[Datenzeilen]
**********

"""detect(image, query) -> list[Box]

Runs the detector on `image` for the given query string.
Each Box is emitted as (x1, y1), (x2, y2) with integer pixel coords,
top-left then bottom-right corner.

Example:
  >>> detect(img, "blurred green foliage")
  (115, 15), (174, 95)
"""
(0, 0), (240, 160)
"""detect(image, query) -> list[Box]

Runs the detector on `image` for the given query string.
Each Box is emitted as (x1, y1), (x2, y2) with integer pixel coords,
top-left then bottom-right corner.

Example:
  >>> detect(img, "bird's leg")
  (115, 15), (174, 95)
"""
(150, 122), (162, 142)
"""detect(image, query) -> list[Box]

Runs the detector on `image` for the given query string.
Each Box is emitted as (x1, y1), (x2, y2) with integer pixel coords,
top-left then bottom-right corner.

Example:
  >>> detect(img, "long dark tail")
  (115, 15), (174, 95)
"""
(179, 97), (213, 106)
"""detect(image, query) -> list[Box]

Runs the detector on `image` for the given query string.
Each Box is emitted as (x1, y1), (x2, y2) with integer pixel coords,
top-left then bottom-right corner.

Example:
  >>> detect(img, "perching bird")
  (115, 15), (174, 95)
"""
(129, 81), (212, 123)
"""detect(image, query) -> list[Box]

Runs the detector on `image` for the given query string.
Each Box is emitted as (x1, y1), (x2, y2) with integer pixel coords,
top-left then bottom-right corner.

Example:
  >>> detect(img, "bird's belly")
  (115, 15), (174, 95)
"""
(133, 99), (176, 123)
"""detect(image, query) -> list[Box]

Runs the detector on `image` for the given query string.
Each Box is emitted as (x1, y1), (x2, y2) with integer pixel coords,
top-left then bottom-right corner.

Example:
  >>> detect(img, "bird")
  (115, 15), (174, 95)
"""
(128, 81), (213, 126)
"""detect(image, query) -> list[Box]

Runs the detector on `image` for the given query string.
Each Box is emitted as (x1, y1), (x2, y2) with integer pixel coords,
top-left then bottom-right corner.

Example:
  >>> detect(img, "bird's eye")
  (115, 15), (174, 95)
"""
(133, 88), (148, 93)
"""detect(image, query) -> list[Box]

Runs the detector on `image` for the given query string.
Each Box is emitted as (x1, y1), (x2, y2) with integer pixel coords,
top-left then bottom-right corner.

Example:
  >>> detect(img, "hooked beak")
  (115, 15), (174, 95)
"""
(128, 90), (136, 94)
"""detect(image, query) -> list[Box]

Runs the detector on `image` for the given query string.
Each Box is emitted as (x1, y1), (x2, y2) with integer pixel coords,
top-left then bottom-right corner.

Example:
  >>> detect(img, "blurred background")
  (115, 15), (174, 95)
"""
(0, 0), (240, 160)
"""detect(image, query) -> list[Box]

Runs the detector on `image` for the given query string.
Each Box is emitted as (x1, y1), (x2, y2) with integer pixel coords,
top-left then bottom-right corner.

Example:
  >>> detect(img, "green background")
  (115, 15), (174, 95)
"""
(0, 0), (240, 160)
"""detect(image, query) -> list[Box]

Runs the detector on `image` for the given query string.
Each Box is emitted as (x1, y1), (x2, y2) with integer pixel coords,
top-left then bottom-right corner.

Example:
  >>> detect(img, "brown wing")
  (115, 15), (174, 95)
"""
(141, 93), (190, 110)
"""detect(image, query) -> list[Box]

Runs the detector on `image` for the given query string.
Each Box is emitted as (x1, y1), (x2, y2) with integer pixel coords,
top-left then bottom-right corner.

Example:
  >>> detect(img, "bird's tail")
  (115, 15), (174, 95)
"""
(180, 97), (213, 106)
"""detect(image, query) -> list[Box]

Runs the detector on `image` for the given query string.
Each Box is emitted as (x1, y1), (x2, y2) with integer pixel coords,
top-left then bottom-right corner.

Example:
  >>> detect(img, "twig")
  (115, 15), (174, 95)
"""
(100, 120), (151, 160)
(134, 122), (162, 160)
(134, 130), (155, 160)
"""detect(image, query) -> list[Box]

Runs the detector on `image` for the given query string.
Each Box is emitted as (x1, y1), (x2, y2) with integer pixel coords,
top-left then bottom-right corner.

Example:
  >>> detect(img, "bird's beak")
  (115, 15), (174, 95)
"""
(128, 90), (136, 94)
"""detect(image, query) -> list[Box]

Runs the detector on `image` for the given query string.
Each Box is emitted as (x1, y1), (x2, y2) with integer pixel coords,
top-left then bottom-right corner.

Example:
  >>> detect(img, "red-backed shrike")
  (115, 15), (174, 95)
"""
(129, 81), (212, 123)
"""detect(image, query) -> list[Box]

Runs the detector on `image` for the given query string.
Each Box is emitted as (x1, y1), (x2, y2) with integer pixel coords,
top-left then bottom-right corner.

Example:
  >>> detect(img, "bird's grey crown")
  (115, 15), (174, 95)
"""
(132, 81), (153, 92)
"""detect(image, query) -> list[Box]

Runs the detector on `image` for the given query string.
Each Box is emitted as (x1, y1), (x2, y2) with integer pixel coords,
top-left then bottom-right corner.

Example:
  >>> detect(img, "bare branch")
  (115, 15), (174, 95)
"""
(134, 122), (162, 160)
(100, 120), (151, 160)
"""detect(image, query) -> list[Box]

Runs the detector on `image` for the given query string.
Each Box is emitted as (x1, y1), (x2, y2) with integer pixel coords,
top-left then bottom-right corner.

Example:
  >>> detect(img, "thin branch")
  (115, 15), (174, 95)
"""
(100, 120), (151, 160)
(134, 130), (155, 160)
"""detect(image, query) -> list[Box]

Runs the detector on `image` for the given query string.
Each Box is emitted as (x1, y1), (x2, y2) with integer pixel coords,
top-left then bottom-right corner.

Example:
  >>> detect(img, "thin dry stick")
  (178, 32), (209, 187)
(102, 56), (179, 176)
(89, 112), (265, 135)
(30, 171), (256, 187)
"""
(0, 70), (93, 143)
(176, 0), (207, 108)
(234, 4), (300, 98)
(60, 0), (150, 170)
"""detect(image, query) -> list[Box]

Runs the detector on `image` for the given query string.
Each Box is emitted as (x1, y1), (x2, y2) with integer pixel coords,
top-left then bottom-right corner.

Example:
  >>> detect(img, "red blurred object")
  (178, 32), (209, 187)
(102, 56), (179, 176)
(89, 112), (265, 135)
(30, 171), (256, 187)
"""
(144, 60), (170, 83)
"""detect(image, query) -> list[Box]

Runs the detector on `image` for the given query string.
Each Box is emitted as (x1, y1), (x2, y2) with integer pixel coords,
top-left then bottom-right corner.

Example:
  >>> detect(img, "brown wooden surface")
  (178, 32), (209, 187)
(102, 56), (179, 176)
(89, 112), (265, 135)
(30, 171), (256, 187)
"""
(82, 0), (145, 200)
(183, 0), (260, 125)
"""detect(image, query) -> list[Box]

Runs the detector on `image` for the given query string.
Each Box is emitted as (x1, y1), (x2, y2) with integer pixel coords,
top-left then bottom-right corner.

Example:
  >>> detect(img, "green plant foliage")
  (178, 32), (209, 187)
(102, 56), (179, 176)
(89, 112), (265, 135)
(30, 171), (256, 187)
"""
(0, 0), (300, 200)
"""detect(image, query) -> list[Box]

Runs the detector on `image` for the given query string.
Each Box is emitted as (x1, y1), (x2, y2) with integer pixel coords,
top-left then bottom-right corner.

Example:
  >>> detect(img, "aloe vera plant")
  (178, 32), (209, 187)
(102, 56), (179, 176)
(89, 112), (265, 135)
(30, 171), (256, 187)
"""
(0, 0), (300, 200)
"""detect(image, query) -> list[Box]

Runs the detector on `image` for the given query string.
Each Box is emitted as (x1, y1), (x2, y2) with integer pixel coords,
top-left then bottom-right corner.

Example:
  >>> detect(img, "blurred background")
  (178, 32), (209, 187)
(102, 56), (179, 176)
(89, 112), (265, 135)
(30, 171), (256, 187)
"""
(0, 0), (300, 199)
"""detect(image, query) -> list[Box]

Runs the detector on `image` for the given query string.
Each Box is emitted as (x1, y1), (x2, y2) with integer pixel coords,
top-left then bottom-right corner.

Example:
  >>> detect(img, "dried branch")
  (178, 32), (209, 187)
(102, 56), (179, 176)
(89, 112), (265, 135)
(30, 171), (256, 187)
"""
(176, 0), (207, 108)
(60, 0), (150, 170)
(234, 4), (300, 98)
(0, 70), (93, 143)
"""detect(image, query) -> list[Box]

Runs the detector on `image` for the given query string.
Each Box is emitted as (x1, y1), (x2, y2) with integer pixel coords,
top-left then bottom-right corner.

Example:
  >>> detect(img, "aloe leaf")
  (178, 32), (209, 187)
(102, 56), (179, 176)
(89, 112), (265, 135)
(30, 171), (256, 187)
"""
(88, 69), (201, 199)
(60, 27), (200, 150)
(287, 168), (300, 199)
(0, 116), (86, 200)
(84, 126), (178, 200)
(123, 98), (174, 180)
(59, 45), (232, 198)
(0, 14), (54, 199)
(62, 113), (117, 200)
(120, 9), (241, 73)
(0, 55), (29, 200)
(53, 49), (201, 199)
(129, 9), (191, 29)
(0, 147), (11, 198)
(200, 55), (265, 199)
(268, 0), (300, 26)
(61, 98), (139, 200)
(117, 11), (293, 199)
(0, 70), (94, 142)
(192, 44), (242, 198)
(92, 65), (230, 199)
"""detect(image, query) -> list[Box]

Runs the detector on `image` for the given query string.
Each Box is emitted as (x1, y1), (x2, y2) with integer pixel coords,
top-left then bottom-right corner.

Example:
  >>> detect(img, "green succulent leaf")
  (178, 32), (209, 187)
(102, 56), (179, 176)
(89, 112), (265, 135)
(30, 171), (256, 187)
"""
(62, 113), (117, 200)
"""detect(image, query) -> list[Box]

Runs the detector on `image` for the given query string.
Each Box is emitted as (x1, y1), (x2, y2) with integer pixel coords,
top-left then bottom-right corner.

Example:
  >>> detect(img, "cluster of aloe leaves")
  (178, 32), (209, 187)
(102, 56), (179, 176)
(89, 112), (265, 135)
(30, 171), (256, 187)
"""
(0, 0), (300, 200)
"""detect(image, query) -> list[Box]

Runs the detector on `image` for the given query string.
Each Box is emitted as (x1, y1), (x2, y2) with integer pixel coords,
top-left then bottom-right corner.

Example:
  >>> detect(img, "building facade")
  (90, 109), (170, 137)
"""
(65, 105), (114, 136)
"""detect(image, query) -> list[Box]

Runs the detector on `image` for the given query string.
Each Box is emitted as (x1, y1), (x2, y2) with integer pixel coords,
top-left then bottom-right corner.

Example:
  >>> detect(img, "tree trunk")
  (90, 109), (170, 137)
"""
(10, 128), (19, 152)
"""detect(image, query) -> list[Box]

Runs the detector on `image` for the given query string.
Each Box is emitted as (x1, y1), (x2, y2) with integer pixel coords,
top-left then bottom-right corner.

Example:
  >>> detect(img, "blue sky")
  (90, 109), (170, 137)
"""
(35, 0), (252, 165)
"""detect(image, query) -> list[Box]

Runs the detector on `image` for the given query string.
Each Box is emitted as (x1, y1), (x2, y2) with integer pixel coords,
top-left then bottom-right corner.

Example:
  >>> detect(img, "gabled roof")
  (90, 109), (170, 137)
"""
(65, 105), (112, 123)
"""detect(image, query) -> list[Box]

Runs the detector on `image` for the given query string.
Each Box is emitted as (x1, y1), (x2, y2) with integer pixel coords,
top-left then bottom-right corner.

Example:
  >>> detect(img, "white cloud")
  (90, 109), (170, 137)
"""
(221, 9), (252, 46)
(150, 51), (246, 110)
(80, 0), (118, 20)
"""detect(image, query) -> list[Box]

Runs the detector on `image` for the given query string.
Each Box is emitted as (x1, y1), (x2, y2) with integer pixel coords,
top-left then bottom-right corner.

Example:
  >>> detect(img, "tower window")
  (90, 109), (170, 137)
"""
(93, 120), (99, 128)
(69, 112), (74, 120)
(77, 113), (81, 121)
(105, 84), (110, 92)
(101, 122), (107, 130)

**********

*Ziel:* Schreib die Zeilen vom Beginn der Einträge bis einschließlich der Zeile mit "(179, 97), (213, 106)" unverändert ab.

*Antwort zur Aufgabe:*
"""detect(image, query) -> list[Box]

Runs the detector on `image` for the given query string.
Each Box is emitted as (x1, y1), (x2, y2) with integer pixel coords,
top-left then bottom-right corner.

Example:
  >>> detect(img, "blurred green foliage")
  (115, 15), (174, 95)
"""
(0, 0), (240, 160)
"""detect(image, query) -> list[Box]

Runs the detector on `image` for the given query string.
Each Box is emitted as (x1, y1), (x2, y2) with integer pixel coords,
top-left then bottom-right corner.

Example:
  >>> detect(img, "bird's leg")
  (115, 15), (174, 95)
"""
(150, 122), (162, 142)
"""detect(image, query) -> list[Box]

Runs the detector on `image` for the given query string.
Each Box is emitted as (x1, y1), (x2, y2) with integer pixel coords,
top-left then bottom-right corner.

Example:
  >>> detect(img, "long dark tail")
  (115, 15), (174, 95)
"""
(179, 97), (213, 106)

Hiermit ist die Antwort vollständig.